### STATED TASK
Return the records below from the line containing "in orange safety" onward, exactly, through and including the last line.

Stored data entries
|---|
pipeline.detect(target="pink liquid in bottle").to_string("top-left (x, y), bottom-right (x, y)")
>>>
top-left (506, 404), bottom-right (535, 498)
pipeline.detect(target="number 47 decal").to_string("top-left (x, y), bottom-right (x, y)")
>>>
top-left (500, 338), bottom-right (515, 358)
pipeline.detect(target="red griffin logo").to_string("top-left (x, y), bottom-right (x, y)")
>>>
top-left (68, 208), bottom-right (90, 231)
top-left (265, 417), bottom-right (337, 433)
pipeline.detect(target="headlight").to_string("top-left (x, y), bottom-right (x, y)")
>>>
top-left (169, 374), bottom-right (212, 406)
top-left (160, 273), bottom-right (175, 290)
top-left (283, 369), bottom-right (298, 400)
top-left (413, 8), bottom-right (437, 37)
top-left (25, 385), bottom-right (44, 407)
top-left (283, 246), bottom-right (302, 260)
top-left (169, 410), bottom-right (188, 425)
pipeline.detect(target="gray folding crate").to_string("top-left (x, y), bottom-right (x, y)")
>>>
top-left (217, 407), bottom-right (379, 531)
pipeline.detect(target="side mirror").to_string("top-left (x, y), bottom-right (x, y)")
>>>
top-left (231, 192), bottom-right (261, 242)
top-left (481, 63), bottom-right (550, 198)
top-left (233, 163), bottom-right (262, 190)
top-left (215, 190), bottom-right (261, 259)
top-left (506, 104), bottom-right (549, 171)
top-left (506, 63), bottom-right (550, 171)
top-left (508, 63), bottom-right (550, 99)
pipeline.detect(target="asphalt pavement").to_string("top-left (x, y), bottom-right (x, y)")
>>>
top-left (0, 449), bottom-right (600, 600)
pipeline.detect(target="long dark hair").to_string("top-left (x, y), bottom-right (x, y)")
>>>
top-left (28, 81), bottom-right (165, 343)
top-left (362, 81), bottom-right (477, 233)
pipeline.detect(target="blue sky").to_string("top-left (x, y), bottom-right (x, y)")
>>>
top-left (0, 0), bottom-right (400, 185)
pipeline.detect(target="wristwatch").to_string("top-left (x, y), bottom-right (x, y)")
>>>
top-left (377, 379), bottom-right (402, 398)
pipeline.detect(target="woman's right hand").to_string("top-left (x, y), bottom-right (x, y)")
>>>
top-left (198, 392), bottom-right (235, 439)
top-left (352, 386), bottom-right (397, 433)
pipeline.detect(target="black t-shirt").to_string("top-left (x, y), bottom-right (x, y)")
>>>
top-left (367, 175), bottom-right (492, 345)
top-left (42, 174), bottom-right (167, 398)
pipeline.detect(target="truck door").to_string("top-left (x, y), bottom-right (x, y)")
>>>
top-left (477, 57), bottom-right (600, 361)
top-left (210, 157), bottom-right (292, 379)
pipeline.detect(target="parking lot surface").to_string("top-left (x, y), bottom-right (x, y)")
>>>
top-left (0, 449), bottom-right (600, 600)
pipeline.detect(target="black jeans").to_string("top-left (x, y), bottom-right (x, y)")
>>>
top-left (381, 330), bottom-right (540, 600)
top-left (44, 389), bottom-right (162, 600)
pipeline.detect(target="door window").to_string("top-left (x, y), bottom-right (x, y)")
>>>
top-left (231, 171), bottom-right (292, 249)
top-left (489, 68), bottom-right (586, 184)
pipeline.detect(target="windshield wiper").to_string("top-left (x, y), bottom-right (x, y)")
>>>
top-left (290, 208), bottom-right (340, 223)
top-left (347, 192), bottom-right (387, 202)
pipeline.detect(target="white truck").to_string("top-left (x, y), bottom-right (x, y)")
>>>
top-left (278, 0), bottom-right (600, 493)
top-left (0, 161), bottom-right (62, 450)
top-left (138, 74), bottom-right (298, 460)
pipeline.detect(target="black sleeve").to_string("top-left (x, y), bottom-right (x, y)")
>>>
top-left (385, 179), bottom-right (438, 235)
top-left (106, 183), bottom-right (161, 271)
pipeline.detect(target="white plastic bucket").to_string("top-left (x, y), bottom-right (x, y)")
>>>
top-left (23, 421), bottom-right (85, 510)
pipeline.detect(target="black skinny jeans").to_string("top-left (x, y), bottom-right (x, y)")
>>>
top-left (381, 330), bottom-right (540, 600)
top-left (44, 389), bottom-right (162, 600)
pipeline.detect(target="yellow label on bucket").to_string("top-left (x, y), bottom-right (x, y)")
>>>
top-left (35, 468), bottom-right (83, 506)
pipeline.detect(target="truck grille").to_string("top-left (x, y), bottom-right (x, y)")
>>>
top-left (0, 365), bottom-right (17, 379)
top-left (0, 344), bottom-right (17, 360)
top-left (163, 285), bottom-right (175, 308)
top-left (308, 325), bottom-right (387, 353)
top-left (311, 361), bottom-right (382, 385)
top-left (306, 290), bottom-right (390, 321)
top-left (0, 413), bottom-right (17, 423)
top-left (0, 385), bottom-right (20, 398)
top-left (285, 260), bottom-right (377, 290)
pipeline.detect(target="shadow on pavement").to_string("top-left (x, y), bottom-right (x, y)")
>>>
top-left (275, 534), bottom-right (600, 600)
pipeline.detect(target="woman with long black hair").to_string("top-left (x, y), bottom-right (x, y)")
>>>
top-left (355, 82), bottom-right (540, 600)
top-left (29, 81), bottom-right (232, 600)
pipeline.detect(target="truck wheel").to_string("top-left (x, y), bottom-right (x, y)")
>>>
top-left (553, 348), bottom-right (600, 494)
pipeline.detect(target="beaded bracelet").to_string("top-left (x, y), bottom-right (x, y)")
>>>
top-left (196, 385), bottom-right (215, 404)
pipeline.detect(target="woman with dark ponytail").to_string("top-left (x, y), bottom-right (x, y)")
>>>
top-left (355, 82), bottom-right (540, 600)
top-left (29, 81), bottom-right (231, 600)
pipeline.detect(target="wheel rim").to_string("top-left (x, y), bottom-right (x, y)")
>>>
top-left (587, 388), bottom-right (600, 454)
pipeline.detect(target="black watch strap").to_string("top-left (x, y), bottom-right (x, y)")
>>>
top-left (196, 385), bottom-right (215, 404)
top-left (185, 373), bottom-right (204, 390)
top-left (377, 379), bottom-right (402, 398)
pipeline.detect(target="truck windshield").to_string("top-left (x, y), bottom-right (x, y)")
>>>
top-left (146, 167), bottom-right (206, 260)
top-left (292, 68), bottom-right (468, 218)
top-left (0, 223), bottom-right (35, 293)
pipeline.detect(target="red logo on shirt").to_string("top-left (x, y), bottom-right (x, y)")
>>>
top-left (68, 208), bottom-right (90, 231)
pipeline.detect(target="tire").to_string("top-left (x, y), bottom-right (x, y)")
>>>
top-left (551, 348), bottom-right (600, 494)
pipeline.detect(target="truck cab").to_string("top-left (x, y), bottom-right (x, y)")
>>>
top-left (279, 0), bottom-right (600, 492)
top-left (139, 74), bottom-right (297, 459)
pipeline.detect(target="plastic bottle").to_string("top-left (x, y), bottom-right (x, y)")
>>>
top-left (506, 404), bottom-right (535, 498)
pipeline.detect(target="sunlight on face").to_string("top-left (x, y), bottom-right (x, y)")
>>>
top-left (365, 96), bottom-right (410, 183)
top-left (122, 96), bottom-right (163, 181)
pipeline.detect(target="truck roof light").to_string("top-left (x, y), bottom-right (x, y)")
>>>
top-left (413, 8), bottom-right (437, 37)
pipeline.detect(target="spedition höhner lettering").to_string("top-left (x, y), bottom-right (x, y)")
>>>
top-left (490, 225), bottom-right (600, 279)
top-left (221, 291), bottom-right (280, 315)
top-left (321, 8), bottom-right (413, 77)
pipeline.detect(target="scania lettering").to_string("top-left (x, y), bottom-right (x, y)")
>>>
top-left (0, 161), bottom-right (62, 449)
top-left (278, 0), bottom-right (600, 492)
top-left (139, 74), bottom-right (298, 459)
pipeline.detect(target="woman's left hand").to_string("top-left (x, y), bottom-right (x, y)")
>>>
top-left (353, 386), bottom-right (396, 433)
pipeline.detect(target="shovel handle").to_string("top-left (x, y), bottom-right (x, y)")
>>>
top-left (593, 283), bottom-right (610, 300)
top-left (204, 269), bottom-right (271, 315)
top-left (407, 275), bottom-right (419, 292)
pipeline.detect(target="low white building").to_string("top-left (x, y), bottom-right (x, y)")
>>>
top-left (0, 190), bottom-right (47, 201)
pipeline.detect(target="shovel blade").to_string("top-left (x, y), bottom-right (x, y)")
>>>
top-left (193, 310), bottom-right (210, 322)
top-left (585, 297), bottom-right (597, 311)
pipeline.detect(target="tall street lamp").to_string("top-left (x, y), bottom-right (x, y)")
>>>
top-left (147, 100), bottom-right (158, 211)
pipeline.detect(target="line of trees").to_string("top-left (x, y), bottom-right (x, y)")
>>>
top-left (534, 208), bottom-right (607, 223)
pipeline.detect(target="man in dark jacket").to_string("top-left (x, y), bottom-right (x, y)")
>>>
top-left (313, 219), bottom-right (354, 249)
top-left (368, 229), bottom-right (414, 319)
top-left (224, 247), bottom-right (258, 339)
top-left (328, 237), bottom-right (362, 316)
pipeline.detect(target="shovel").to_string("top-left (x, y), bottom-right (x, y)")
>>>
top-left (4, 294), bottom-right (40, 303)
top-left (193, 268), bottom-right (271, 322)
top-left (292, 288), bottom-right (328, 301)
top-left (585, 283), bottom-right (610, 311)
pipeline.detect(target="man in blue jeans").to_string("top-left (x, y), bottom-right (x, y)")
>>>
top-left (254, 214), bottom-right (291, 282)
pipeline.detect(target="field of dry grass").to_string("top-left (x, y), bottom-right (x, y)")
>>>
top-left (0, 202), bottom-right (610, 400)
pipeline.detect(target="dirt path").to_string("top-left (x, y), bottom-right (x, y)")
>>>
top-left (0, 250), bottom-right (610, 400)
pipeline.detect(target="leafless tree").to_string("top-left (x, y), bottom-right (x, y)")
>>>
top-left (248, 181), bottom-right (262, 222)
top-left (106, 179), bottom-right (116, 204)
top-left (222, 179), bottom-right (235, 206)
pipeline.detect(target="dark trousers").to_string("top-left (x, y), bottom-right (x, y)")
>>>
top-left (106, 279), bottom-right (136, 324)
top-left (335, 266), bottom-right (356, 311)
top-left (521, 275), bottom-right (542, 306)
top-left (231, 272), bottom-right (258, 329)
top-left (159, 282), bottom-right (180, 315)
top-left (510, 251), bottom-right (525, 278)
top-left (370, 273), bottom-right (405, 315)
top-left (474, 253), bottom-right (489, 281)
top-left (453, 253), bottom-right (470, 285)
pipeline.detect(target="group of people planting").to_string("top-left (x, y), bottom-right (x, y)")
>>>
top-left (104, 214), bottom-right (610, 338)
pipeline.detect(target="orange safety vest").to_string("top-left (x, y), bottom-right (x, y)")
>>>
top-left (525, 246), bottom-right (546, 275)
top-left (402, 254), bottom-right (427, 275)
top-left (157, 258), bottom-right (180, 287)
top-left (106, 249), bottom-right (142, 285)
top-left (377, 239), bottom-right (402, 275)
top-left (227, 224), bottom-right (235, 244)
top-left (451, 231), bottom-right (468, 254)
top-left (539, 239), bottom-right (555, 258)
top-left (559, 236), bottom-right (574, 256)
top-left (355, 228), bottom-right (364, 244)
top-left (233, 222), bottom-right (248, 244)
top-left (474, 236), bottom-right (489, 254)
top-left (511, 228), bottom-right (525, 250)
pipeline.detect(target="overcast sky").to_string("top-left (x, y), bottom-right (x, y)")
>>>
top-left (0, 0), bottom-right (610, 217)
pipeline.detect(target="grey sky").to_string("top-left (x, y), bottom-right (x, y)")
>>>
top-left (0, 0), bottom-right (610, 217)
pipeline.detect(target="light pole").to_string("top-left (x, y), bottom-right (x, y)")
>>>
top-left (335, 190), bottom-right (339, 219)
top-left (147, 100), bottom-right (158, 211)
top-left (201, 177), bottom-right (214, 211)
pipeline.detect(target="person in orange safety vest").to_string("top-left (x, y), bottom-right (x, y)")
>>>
|---|
### WRITTEN SOLUTION
pipeline.detect(target="person in orange safety vest").to_string("top-left (x, y), bottom-right (x, y)")
>>>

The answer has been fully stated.